(Work task) Look for the word "target" in the entries and copy each line where it appears.

(Records for this task)
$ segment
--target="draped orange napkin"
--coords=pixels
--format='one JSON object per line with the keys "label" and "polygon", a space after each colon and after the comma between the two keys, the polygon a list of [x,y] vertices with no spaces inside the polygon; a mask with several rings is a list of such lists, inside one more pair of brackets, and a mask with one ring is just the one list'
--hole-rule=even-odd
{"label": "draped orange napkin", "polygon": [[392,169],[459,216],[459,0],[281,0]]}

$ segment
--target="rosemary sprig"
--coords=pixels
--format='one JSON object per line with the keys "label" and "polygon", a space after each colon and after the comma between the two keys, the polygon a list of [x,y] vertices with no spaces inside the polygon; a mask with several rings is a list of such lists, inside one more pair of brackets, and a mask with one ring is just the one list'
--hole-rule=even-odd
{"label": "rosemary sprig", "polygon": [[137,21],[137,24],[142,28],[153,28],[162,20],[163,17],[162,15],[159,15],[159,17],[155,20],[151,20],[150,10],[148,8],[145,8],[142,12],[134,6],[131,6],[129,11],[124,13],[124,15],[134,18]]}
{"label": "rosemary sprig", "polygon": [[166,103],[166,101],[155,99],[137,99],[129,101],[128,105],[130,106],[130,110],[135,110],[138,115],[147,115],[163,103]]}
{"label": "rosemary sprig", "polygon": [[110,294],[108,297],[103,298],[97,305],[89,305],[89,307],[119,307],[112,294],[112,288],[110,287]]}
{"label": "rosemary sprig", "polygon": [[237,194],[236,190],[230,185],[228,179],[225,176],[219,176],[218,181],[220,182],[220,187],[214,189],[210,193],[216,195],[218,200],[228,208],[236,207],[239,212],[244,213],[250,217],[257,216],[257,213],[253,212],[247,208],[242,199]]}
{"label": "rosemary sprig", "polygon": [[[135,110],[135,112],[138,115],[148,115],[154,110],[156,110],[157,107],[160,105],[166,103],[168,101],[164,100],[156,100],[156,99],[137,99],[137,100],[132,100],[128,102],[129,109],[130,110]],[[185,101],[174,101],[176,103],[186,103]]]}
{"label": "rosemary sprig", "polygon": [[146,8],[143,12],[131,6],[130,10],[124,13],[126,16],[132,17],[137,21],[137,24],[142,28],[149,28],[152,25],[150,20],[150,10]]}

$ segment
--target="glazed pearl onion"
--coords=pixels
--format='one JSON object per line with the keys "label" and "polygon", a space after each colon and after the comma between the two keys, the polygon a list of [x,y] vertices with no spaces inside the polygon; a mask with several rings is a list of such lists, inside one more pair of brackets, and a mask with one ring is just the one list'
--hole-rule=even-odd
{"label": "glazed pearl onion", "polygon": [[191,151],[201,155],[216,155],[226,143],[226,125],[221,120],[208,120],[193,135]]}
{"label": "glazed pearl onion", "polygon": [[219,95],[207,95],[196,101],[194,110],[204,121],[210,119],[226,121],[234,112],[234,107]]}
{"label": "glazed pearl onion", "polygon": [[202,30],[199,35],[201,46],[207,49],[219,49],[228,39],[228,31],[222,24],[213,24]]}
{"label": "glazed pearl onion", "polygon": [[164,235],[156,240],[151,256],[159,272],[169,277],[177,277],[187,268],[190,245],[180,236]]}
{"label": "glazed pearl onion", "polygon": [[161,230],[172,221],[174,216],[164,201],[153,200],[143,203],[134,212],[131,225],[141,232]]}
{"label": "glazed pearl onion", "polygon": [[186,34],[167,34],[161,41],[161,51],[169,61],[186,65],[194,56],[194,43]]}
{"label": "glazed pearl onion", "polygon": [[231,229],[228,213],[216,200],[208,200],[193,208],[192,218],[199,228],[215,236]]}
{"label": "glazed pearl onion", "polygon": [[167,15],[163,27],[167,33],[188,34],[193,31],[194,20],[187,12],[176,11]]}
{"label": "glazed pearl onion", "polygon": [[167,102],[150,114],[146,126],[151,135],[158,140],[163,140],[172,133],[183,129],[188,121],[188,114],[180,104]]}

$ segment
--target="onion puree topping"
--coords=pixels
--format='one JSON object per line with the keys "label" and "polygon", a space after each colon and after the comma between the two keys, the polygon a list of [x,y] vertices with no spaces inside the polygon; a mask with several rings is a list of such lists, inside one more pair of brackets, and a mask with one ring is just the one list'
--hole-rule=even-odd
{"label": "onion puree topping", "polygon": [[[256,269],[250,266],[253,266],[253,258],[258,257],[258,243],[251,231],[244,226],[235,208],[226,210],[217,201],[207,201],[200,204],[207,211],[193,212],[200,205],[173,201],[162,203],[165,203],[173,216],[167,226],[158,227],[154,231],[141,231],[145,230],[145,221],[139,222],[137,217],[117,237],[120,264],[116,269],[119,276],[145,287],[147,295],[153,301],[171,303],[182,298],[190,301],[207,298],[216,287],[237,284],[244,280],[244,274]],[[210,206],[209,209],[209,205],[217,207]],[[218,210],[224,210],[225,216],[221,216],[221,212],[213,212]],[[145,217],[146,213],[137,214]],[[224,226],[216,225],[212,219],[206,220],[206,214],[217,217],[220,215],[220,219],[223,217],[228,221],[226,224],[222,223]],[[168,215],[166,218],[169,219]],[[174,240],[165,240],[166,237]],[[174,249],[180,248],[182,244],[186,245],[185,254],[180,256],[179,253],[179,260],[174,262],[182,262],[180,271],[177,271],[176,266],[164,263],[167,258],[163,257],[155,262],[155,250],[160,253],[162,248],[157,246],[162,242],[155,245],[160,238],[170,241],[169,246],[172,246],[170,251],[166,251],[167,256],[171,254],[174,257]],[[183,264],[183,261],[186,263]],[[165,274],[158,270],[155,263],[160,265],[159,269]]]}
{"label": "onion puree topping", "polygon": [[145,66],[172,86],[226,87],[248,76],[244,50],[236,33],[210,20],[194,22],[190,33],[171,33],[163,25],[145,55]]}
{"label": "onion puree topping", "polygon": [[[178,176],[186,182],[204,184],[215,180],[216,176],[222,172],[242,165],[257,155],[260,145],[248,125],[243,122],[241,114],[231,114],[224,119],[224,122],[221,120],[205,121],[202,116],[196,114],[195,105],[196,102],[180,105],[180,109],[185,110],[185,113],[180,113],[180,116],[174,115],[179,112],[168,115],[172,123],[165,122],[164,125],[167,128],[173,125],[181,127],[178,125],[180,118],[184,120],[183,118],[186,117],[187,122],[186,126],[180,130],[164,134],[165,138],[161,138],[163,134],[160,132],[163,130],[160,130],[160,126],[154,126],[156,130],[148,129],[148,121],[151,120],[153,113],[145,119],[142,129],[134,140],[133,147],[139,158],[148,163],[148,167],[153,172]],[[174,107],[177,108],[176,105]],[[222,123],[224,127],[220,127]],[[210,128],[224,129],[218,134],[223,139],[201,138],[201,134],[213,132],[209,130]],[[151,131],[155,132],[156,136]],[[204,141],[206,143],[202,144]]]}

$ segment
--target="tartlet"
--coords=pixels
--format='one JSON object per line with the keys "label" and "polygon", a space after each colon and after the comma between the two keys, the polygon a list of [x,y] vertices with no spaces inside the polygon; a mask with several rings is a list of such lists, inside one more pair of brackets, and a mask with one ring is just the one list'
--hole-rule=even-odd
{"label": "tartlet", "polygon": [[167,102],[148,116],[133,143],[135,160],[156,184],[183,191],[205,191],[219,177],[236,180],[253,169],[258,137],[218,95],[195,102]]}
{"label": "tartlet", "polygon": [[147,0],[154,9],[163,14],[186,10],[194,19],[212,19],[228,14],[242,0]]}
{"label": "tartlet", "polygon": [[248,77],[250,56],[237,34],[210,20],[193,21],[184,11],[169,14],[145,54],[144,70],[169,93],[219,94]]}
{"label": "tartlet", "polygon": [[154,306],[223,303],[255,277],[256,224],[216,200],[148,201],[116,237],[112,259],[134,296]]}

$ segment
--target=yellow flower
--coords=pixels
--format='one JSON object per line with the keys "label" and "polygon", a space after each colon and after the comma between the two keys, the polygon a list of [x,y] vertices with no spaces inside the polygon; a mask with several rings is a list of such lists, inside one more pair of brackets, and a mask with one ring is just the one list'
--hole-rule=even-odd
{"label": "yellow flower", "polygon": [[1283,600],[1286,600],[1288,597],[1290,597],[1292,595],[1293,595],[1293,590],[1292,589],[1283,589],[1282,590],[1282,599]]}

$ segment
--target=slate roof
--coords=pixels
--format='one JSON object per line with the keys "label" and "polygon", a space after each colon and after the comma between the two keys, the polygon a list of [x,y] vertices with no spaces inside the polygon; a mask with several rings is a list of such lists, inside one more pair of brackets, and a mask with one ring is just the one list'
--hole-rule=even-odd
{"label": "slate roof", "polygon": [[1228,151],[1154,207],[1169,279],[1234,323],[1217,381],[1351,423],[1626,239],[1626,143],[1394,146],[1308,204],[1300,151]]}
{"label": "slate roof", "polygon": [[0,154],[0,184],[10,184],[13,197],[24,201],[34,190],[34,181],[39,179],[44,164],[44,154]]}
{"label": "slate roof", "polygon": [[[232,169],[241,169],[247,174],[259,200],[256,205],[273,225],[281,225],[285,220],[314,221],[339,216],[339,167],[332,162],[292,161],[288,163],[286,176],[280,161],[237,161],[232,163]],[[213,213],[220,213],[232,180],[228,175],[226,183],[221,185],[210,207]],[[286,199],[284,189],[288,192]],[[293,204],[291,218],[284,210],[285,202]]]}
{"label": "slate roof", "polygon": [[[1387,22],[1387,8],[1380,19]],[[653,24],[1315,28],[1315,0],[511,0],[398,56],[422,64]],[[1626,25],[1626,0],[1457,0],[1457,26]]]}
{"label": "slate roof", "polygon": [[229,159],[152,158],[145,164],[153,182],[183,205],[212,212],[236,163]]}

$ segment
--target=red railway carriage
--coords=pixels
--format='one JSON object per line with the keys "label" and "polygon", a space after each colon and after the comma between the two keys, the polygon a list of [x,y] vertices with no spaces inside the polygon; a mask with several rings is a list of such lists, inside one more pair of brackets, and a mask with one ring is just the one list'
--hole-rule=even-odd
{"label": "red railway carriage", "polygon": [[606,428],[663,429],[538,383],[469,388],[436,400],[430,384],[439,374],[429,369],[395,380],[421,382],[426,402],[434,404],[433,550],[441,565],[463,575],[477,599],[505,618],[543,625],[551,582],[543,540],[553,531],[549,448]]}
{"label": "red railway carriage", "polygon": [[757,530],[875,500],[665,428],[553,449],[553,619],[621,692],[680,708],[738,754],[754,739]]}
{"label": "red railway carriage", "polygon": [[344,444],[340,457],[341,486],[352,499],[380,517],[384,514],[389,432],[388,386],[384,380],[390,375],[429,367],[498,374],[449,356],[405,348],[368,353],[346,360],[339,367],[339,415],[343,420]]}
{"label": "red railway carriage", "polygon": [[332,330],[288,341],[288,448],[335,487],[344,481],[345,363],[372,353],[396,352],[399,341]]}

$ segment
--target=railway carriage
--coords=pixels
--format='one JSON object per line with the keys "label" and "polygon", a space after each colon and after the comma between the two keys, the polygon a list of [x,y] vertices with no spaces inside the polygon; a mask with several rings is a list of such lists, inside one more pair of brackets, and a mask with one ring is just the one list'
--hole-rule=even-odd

(Output below)
--target="draped orange napkin"
--target="rosemary sprig"
--target="glazed pearl onion"
--target="onion puree topping"
--target="tartlet"
--target=yellow flower
--target=slate roof
--target=red railway carriage
--target=railway carriage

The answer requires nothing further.